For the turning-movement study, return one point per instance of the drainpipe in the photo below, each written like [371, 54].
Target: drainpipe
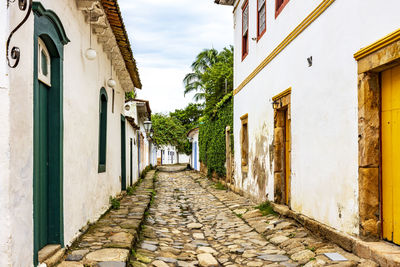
[5, 220]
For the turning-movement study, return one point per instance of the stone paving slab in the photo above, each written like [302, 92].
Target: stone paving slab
[193, 224]
[108, 242]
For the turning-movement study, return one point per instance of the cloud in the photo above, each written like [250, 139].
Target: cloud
[166, 36]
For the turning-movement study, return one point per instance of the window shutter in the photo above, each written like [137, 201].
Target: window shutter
[245, 20]
[260, 4]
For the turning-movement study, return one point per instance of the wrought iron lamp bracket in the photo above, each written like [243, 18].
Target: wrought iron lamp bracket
[15, 52]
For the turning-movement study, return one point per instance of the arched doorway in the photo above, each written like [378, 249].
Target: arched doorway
[49, 41]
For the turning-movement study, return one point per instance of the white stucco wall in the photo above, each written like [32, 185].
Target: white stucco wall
[167, 159]
[5, 246]
[195, 137]
[324, 163]
[86, 192]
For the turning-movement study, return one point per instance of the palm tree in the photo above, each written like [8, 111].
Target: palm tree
[193, 81]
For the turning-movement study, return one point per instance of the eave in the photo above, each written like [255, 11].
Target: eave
[224, 2]
[114, 17]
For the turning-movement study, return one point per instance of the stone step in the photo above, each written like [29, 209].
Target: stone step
[48, 251]
[56, 258]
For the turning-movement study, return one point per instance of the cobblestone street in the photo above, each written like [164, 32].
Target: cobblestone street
[192, 223]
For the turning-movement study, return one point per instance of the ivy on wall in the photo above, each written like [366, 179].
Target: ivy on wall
[212, 136]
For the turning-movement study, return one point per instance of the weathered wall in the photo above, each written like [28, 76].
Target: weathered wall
[4, 143]
[86, 192]
[324, 103]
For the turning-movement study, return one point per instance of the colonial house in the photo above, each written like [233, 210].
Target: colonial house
[64, 69]
[316, 124]
[138, 142]
[193, 136]
[168, 154]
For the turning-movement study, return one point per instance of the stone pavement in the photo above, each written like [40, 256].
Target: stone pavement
[108, 242]
[193, 224]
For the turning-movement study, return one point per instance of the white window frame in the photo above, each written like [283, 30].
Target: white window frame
[46, 79]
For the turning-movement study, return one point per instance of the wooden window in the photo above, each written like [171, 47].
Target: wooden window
[103, 130]
[261, 18]
[279, 6]
[244, 142]
[245, 29]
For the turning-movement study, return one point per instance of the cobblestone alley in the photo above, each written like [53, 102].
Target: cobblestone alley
[192, 223]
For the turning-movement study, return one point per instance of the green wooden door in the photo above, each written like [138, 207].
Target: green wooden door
[43, 164]
[123, 154]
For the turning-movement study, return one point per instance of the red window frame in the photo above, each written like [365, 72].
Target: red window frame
[245, 39]
[278, 9]
[260, 34]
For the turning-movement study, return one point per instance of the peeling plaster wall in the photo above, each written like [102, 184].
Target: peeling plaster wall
[5, 248]
[324, 125]
[86, 192]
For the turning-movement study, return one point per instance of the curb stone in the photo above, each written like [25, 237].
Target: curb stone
[109, 241]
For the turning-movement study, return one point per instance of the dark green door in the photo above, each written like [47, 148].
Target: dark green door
[131, 161]
[123, 154]
[43, 164]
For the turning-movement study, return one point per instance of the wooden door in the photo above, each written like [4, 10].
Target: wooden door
[123, 154]
[287, 157]
[43, 197]
[131, 161]
[391, 154]
[195, 156]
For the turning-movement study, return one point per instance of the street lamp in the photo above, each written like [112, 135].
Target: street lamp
[147, 126]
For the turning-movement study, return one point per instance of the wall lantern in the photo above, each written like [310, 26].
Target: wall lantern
[111, 83]
[90, 53]
[147, 126]
[277, 104]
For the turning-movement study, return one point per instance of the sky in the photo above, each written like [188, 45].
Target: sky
[166, 36]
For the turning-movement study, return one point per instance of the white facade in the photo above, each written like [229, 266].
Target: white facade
[5, 223]
[324, 122]
[167, 155]
[85, 191]
[195, 157]
[143, 151]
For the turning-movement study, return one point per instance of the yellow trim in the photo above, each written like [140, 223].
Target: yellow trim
[284, 93]
[388, 39]
[296, 32]
[237, 4]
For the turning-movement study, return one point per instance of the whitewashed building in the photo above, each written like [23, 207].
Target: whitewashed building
[60, 116]
[315, 125]
[193, 136]
[139, 145]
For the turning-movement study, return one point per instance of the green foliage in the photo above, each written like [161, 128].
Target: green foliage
[212, 145]
[266, 208]
[212, 80]
[115, 204]
[212, 75]
[189, 116]
[172, 129]
[168, 131]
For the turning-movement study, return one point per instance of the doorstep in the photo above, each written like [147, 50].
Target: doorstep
[382, 252]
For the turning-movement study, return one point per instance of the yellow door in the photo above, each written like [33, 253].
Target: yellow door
[287, 157]
[391, 154]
──────────────────────────────
=== Task to complete ===
Recast all of the data above as a numbered list with one line per item, skipping blank lines and leaving the pictures out.

=== Correct output ===
1. For the turning-movement study, return one point per instance of the drainpipe in the photo below, each written like [371, 54].
2. Target: drainpipe
3. [5, 220]
4. For the turning-movement study, return one point per instance of the stone paving slab in the photo above, each written like [302, 92].
5. Target: stone paving slab
6. [193, 224]
7. [108, 242]
8. For the turning-movement study, return one point per instance of the cloud in the photo above, each written like [250, 139].
9. Target: cloud
10. [166, 36]
11. For the turning-movement study, return one point per instance of the window shutter in the photo above, each written like [137, 201].
12. Target: window shutter
13. [245, 20]
14. [260, 4]
15. For the turning-movement study, return one point per instance of the wrought iron lamp bracket in the photo above, each written like [243, 18].
16. Target: wrought iron lamp bracket
17. [15, 52]
18. For the turning-movement study, return one point per instance of the arched doorway in the photo above, each written like [378, 249].
19. Target: arched doorway
20. [49, 41]
21. For the turning-movement study, return one point per instance of the white stucco wall in the photo above, each written like [32, 185].
22. Target: white stucco wall
23. [167, 159]
24. [5, 246]
25. [195, 137]
26. [324, 163]
27. [86, 192]
28. For the turning-movement study, return one point per instance of the palm tree in the photo above, each written like [8, 111].
29. Target: palm tree
30. [193, 81]
31. For the turning-movement study, return one point per instance of the eave in the photo above, each written like [255, 11].
32. Target: eave
33. [224, 2]
34. [114, 17]
35. For the turning-movement study, return one point per instance of the stone step in the photo above, each written like [29, 209].
36. Target: stone step
37. [48, 251]
38. [56, 258]
39. For the turning-movement study, return one point per instance of the cobblestone street in the photo above, each written like [164, 32].
40. Target: cobblestone street
41. [192, 223]
42. For the turning-movement study, return one point per instance of the ivy on wall in the photo above, each written like [366, 179].
43. Target: ivy on wall
44. [212, 136]
45. For the turning-movement study, return one point per instance of the weathered wall in the photo above, each written like [28, 76].
46. Target: weathered wall
47. [4, 143]
48. [86, 192]
49. [324, 103]
50. For the turning-movement study, return one point per instance of the colonial house in the photo above, each written like [233, 210].
51. Target: colonial house
52. [64, 69]
53. [316, 124]
54. [138, 142]
55. [193, 136]
56. [168, 154]
57. For the turning-movement study, return one point per instance of the stone pavement in the photo above, each written like [40, 256].
58. Target: stone pavement
59. [108, 242]
60. [193, 224]
61. For the turning-movement study, return one point per instance of the white window frame in the photo above, each written like [283, 30].
62. Target: white window frame
63. [46, 79]
64. For the turning-movement study, return one point per instance of the wooden window in the photo above, each written like [171, 47].
65. Target: wooden window
66. [103, 130]
67. [261, 18]
68. [279, 6]
69. [244, 142]
70. [245, 29]
71. For the turning-movement study, return one point per instance of the cobblestone alley in the photo above, each written like [53, 102].
72. Target: cobblestone alley
73. [192, 223]
74. For the turning-movement study, return one point per instance of the green wooden door in the photo above, each written like [138, 207].
75. Target: green wooden door
76. [43, 164]
77. [123, 154]
78. For the turning-movement study, return one point per instance of the red window frame in the photo above, each written like [365, 72].
79. Target: red window frame
80. [245, 39]
81. [278, 9]
82. [260, 34]
83. For the turning-movement study, return one point per instance of the peeling plaster wall in the photo above, each written like [102, 184].
84. Target: peeling plaster wall
85. [5, 248]
86. [324, 125]
87. [86, 192]
88. For the turning-movement study, return one point per instance of the curb stone in the photo above, each written like [25, 237].
89. Target: curb stone
90. [109, 241]
91. For the turning-movement study, return one point per instance of the dark green door in the photo above, each written like [47, 148].
92. Target: dark green door
93. [131, 161]
94. [123, 154]
95. [43, 164]
96. For the turning-movement study, return one point per instance of the wooden door in the photo above, each written like [4, 10].
97. Target: wooden door
98. [123, 154]
99. [287, 157]
100. [43, 197]
101. [131, 161]
102. [391, 154]
103. [195, 156]
104. For the turning-movement study, return one point per instance of the street lamp in the photo above, each written like [112, 135].
105. Target: street lamp
106. [147, 126]
107. For the turning-movement study, return one point per instance of the wall lantern in the photo above, each written like [310, 26].
108. Target: wall lantern
109. [111, 83]
110. [90, 53]
111. [147, 126]
112. [277, 104]
113. For the turning-movement study, return one point per instance of the sky in the photo above, each written like [188, 45].
114. Target: sky
115. [166, 36]
116. For the turning-movement study, return one point per instance of the white facade in the photo above, each written like [229, 266].
117. Target: white facade
118. [5, 223]
119. [324, 122]
120. [167, 155]
121. [85, 191]
122. [195, 157]
123. [143, 151]
124. For the turning-movement study, return one point per instance of the yellow trim in the photo above, each written like [140, 223].
125. Target: yellow trim
126. [284, 93]
127. [388, 39]
128. [296, 32]
129. [237, 4]
130. For the turning-movement study, return one point per instance of the whitewashed building in the photo above, each written like [23, 207].
131. Target: whitewashed building
132. [60, 116]
133. [315, 125]
134. [193, 136]
135. [139, 145]
136. For the turning-movement study, return one point per instance of the green foliage in the photo above, each written like [161, 128].
137. Target: green foliage
138. [212, 145]
139. [266, 208]
140. [212, 80]
141. [115, 204]
142. [212, 75]
143. [189, 116]
144. [172, 129]
145. [168, 131]
146. For the turning-movement study, return one point per instance of the doorstep in the photo above, each written like [147, 50].
147. Target: doorstep
148. [382, 252]
149. For the turning-movement study, return one point per instance of the yellow door in the photo above, each written like [33, 253].
150. Target: yellow door
151. [287, 157]
152. [391, 154]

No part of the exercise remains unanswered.